# Reformed Baptist catechisms



## buggy (Mar 11, 2010)

As of now I have only heard of Spurgeon's Catechism's as the only RB catechism, which is a derivation from the Westminster catechisms. 

Is there a "RB version" of the Heidelberg Catechism? I enjoy the HC very much due to its devotional quality.


----------



## au5t1n (Mar 11, 2010)

Historic Baptist Documents - Confessions, Catechisms, Creeds | The Reformed Reader

Scroll down aways and there's a list of Baptist catechisms. Google the ones that catch your interest.


----------



## asc (Mar 12, 2010)

Thanks for the link. This question has actually been on my mind lately. Does anyone have experience using one of these catechisms? Any recommendations? Thanks.


----------



## LawrenceU (Mar 12, 2010)

We use the Desiring God developed catechism. It is a derivation of Spurgeon's, which is a derivation of Keach.


----------



## KMK (Mar 12, 2010)

I have been using Spurgeon's for our Sunday evening Bible Study.


----------



## Jen (Mar 12, 2010)

buggy said:


> Is there a "RB version" of the Heidelberg Catechism? I enjoy the HC very much due to its devotional quality.


 
That would be the Orthodox Catechism (1680). It's been republished in True Confessions (ed. by James Renihan)


----------



## KMK (Mar 12, 2010)

Jen said:


> buggy said:
> 
> 
> > Is there a "RB version" of the Heidelberg Catechism? I enjoy the HC very much due to its devotional quality.
> ...


 
Thanks, Jen! That looks veerrrry interesting.

-----------

It is cheaper to get it at the WSCAL Bookstore here: http://www.wscal.edu/bookstore/store/details.php?id=1704


----------

• _Input records_

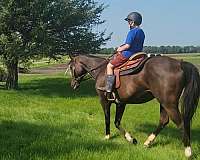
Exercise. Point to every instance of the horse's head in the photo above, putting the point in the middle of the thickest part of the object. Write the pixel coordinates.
(77, 71)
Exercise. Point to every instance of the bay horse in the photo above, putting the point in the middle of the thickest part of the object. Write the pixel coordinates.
(162, 77)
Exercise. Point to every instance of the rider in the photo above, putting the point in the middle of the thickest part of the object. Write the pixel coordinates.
(133, 44)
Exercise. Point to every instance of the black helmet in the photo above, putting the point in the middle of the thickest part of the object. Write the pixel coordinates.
(134, 16)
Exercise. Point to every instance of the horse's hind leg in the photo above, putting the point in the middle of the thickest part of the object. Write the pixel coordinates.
(118, 116)
(106, 108)
(164, 120)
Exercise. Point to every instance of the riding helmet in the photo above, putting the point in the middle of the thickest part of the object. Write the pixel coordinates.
(134, 16)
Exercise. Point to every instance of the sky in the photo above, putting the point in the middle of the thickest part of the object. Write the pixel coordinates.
(165, 22)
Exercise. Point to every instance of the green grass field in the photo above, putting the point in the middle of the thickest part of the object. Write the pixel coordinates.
(46, 120)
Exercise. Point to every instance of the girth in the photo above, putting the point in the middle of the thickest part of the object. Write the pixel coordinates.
(132, 66)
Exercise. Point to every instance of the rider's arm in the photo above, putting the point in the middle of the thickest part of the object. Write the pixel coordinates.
(123, 47)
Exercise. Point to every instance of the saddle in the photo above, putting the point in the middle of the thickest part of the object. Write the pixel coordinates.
(132, 66)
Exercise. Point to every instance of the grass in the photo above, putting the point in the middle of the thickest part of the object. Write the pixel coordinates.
(46, 120)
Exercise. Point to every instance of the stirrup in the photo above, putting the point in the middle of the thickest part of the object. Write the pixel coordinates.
(111, 99)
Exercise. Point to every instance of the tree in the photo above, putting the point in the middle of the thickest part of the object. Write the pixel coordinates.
(49, 28)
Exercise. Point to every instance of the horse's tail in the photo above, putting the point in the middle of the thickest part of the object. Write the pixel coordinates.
(191, 92)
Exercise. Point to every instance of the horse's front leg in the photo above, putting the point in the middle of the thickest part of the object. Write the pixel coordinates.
(118, 116)
(106, 108)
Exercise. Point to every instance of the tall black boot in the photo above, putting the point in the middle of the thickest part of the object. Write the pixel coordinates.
(110, 82)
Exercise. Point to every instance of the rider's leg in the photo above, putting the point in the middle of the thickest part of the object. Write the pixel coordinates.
(110, 80)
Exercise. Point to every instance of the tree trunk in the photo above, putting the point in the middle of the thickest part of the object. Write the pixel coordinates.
(12, 77)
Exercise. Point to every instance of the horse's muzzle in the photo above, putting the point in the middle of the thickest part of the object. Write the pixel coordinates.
(74, 84)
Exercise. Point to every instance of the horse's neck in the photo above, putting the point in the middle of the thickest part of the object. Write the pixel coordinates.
(94, 65)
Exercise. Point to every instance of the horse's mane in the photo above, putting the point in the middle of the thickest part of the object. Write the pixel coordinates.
(92, 56)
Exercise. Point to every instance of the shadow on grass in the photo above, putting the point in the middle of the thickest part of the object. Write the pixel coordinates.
(168, 131)
(21, 140)
(57, 87)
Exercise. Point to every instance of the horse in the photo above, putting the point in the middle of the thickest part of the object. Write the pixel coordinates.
(163, 78)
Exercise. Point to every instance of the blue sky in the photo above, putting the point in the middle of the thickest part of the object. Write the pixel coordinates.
(169, 22)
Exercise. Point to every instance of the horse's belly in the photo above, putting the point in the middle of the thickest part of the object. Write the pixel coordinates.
(138, 98)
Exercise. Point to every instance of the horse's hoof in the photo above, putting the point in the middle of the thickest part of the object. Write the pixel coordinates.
(188, 152)
(134, 141)
(107, 137)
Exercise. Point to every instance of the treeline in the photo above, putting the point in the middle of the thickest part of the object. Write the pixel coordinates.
(161, 49)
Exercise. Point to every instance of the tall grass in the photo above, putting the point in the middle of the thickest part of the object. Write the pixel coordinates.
(46, 119)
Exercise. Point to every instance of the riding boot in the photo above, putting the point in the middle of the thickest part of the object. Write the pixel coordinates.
(110, 82)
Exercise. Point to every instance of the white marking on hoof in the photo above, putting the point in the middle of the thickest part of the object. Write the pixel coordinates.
(188, 151)
(128, 137)
(107, 137)
(149, 140)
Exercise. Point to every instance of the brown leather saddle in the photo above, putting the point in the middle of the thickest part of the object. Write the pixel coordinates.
(132, 66)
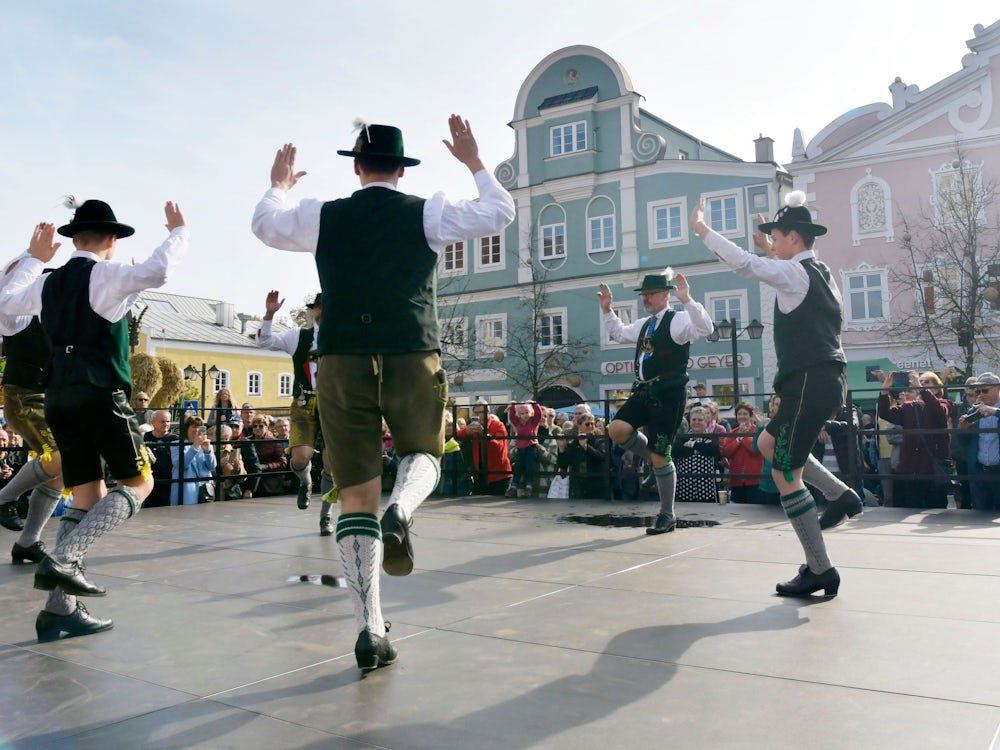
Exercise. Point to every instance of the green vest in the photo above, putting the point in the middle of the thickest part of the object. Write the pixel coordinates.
(86, 348)
(377, 274)
(27, 355)
(810, 334)
(668, 362)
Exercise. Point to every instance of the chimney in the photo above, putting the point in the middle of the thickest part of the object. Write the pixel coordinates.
(224, 314)
(764, 149)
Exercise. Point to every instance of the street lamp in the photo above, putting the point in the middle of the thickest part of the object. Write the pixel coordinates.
(191, 372)
(728, 329)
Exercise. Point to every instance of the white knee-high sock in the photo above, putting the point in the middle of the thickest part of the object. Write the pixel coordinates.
(360, 539)
(416, 478)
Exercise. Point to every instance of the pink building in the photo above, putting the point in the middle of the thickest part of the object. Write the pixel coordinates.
(881, 177)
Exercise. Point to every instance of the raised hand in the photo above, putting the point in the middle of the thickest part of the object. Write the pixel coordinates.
(174, 216)
(283, 174)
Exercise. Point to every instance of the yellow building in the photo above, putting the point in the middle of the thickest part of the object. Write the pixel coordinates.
(203, 333)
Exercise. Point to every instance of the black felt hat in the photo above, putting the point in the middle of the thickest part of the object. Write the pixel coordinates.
(656, 282)
(95, 216)
(795, 216)
(379, 142)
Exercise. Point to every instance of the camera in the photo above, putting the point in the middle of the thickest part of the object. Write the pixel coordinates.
(972, 415)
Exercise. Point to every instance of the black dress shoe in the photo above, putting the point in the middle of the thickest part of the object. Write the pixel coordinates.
(397, 555)
(837, 511)
(807, 582)
(68, 577)
(9, 517)
(32, 553)
(373, 651)
(662, 524)
(50, 627)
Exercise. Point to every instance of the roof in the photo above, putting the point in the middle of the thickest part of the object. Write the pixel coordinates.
(176, 317)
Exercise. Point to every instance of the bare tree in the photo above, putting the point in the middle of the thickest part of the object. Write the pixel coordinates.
(953, 266)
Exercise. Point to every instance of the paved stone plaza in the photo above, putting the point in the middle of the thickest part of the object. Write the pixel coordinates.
(518, 630)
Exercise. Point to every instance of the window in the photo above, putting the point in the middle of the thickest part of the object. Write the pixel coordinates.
(551, 328)
(871, 209)
(284, 385)
(723, 211)
(554, 241)
(221, 381)
(454, 336)
(567, 139)
(490, 256)
(453, 259)
(492, 334)
(958, 194)
(867, 296)
(626, 312)
(726, 307)
(254, 380)
(667, 222)
(602, 233)
(864, 296)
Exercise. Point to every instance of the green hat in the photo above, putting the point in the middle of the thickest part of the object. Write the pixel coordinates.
(379, 142)
(96, 216)
(795, 216)
(655, 282)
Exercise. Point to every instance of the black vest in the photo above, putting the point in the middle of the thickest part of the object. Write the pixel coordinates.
(303, 355)
(668, 362)
(810, 334)
(27, 355)
(375, 264)
(86, 348)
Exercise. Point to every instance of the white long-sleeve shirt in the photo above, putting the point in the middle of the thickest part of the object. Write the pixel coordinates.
(114, 286)
(687, 325)
(297, 228)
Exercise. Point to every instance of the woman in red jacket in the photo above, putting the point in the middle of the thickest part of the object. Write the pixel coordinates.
(744, 463)
(488, 436)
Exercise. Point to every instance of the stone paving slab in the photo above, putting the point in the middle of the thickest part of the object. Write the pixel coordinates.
(518, 629)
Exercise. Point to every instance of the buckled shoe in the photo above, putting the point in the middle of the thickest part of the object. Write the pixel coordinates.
(397, 554)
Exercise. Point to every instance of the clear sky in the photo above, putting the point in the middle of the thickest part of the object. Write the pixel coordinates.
(138, 103)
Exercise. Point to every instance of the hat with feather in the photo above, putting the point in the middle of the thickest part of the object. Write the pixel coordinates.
(94, 216)
(379, 142)
(794, 215)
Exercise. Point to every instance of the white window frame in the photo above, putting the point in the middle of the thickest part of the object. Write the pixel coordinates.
(286, 383)
(576, 130)
(722, 195)
(221, 381)
(557, 241)
(549, 315)
(632, 308)
(462, 350)
(852, 322)
(459, 251)
(258, 390)
(887, 231)
(496, 344)
(654, 238)
(731, 294)
(492, 265)
(603, 218)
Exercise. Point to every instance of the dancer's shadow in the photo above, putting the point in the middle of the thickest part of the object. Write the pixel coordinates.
(632, 666)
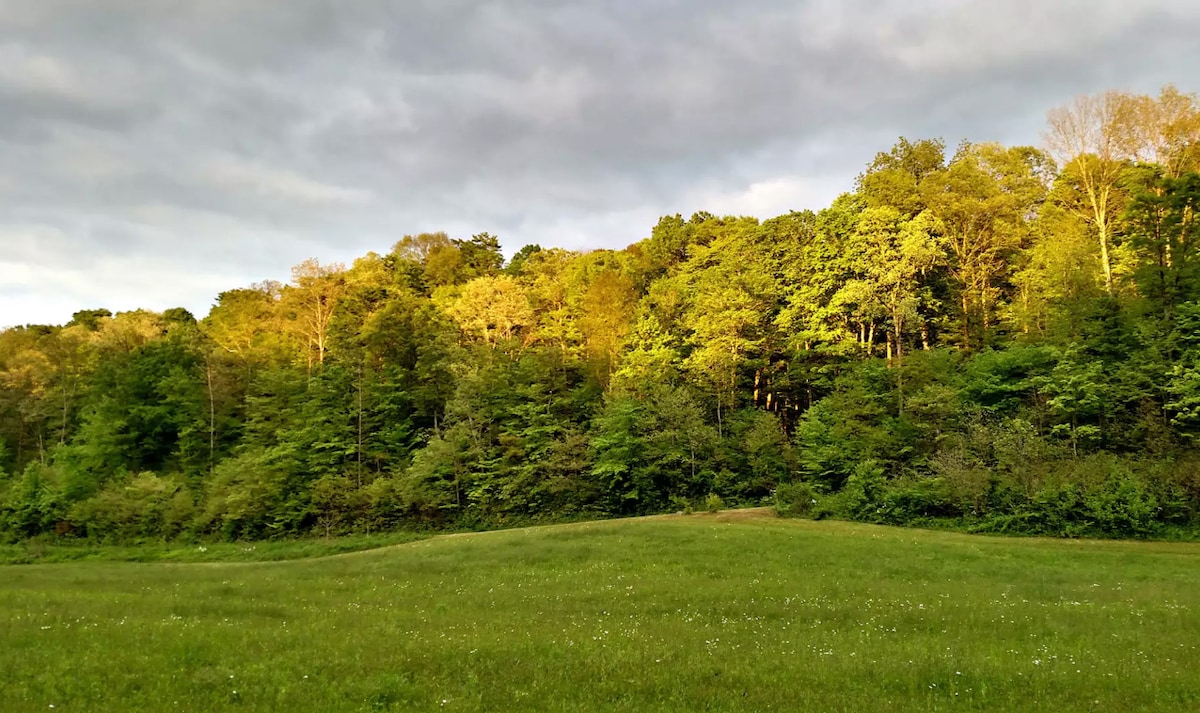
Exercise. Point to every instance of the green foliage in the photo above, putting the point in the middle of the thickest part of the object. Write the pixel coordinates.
(957, 341)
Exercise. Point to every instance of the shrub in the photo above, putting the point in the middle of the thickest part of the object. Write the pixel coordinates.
(795, 499)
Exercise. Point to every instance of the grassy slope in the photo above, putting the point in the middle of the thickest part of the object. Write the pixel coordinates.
(681, 613)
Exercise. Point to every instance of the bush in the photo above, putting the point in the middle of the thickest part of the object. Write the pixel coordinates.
(795, 499)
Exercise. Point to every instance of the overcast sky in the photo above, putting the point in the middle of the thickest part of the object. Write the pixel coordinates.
(154, 154)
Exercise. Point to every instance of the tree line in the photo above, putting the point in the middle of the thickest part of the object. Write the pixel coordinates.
(1005, 339)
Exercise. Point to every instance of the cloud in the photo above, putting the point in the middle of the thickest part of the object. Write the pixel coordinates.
(210, 144)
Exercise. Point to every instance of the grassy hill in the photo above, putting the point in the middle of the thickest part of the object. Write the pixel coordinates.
(730, 612)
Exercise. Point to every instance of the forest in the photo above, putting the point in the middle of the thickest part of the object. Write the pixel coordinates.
(988, 337)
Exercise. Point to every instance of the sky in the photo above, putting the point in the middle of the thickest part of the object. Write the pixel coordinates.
(154, 154)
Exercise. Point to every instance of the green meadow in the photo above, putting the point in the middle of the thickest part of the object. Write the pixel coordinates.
(737, 611)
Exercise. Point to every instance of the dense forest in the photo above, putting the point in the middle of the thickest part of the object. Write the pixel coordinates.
(1002, 339)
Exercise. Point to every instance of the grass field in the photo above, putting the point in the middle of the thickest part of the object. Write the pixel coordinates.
(729, 612)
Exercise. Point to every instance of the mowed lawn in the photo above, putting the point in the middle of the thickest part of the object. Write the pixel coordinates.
(729, 612)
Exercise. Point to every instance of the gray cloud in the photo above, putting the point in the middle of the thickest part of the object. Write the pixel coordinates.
(154, 153)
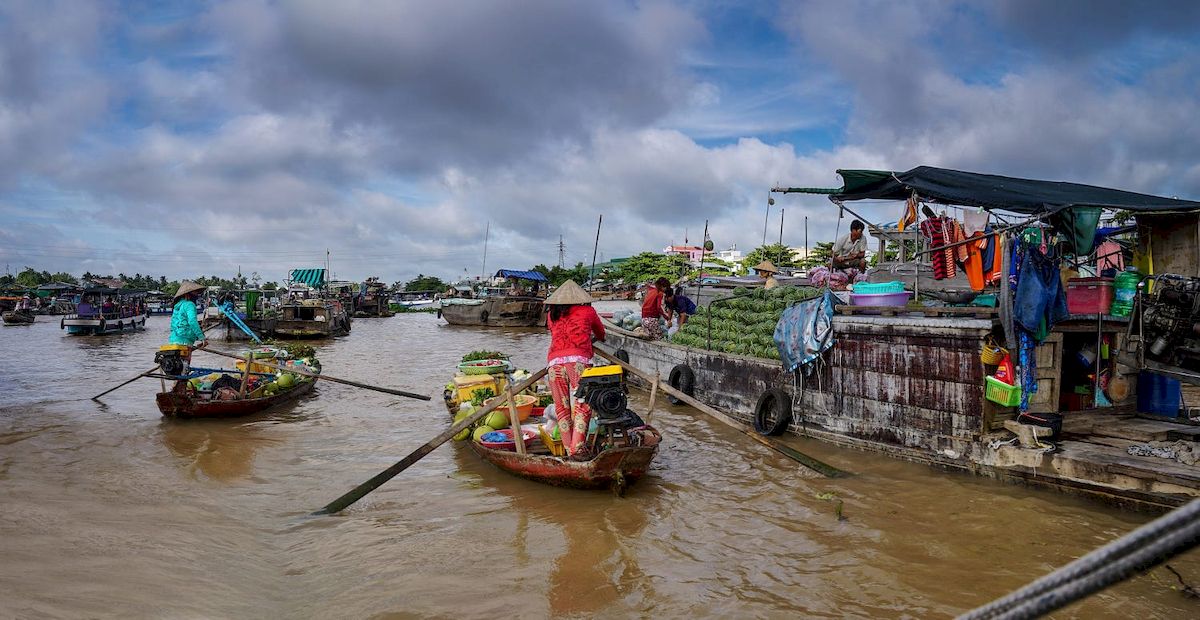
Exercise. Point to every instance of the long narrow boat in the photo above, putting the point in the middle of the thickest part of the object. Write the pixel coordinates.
(18, 317)
(613, 468)
(183, 403)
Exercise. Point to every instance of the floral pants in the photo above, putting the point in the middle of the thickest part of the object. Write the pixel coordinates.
(573, 427)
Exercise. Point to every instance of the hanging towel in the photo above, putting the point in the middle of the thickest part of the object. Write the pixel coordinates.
(910, 212)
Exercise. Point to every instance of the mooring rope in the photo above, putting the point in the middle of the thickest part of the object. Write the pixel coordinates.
(1144, 548)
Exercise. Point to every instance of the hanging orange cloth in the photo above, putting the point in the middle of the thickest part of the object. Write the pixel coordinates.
(973, 264)
(910, 212)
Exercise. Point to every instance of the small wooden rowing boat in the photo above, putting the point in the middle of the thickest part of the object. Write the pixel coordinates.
(18, 317)
(184, 403)
(615, 468)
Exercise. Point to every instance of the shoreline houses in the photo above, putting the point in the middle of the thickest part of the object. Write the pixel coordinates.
(917, 381)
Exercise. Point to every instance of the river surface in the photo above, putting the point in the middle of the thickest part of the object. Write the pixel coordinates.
(112, 511)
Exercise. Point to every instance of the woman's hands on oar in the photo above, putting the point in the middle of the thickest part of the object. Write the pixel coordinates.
(323, 377)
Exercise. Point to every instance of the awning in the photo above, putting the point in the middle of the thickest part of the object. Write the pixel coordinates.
(990, 191)
(535, 276)
(313, 277)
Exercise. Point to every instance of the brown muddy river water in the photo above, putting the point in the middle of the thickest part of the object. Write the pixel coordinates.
(111, 511)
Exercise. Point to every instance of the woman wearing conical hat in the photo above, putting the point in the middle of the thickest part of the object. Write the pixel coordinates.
(184, 326)
(573, 323)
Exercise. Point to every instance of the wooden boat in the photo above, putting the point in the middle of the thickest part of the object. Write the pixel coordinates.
(18, 317)
(179, 402)
(612, 469)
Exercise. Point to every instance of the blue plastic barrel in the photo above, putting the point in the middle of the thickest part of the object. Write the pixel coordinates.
(1158, 395)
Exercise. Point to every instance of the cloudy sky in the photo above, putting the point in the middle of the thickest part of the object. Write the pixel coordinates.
(189, 138)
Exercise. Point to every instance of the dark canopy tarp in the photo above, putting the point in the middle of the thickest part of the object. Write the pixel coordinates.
(537, 276)
(313, 277)
(990, 191)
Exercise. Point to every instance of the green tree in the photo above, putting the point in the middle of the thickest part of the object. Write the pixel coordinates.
(423, 282)
(779, 254)
(649, 266)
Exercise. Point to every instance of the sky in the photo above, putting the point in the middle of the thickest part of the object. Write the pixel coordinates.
(187, 138)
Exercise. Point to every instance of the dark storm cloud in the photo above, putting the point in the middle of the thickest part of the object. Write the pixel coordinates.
(1077, 28)
(462, 83)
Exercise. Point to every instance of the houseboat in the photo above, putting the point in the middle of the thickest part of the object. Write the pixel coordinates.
(517, 306)
(372, 300)
(1084, 402)
(103, 310)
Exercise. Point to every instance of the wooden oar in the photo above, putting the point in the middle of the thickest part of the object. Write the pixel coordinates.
(779, 446)
(357, 493)
(322, 377)
(124, 384)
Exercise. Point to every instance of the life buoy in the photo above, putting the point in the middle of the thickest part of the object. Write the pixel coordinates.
(683, 379)
(773, 413)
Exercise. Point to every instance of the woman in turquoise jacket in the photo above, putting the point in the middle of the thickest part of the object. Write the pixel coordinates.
(185, 329)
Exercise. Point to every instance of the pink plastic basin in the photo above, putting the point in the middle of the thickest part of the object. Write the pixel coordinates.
(880, 299)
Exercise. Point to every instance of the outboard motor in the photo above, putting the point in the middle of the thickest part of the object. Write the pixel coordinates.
(1170, 319)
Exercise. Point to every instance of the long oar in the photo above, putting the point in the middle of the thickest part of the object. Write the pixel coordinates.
(779, 446)
(357, 493)
(322, 377)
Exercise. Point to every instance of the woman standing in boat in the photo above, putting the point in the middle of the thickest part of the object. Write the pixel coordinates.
(184, 326)
(573, 323)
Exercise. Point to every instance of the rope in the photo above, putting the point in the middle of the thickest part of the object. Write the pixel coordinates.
(1140, 549)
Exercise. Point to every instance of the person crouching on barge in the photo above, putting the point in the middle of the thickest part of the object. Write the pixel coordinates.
(184, 326)
(573, 323)
(653, 311)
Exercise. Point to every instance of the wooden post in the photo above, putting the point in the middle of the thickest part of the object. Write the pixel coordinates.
(515, 421)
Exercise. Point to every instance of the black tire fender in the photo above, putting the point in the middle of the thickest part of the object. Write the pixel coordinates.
(683, 379)
(773, 414)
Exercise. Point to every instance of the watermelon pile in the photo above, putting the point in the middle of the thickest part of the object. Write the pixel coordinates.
(743, 324)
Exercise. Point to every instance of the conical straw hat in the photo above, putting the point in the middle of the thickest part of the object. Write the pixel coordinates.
(187, 287)
(766, 265)
(569, 294)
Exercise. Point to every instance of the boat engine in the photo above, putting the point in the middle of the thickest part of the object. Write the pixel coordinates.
(173, 359)
(1170, 319)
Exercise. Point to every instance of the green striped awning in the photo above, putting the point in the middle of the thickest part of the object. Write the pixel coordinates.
(313, 277)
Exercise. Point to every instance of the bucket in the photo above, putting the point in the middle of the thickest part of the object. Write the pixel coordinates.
(990, 353)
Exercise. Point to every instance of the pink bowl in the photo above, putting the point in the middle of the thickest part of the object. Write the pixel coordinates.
(880, 299)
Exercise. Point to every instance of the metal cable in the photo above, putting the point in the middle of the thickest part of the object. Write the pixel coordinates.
(1176, 521)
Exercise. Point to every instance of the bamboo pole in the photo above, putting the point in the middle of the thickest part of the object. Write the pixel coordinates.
(774, 444)
(359, 492)
(323, 377)
(515, 422)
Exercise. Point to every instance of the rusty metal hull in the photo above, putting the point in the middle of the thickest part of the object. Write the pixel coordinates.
(498, 312)
(611, 469)
(178, 403)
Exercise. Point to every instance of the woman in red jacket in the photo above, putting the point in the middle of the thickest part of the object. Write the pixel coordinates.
(571, 321)
(653, 310)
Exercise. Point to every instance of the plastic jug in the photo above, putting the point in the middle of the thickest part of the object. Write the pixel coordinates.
(1125, 288)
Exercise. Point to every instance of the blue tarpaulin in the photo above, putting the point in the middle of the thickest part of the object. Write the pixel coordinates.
(535, 276)
(313, 277)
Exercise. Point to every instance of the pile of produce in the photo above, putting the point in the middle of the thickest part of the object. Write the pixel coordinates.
(743, 324)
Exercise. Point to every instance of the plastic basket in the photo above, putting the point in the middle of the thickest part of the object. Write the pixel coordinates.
(1002, 393)
(991, 353)
(877, 288)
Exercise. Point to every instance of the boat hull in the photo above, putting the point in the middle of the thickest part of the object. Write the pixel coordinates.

• _Problems and tasks_
1. In the thread on Reformed Baptist catechisms, which catechism is named as the Reformed Baptist counterpart of the Heidelberg Catechism?
2. Gather every line of the records that includes the word "rider".

• _Solved tasks_
1. The Orthodox Catechism (1680).

2.
Exercise. Point to every instance of the rider in the photo above, putting the point in the middle of the thickest part of the object. Write the pixel coordinates.
Exercise. Point to every instance of the rider's arm in the photo above, putting the point in the middle of the thickest part of the object. Write the pixel coordinates.
Exercise. Point to every instance of the rider's leg in the photo above, putting the point in the middle of the thickest part of the object. Write the pixel coordinates.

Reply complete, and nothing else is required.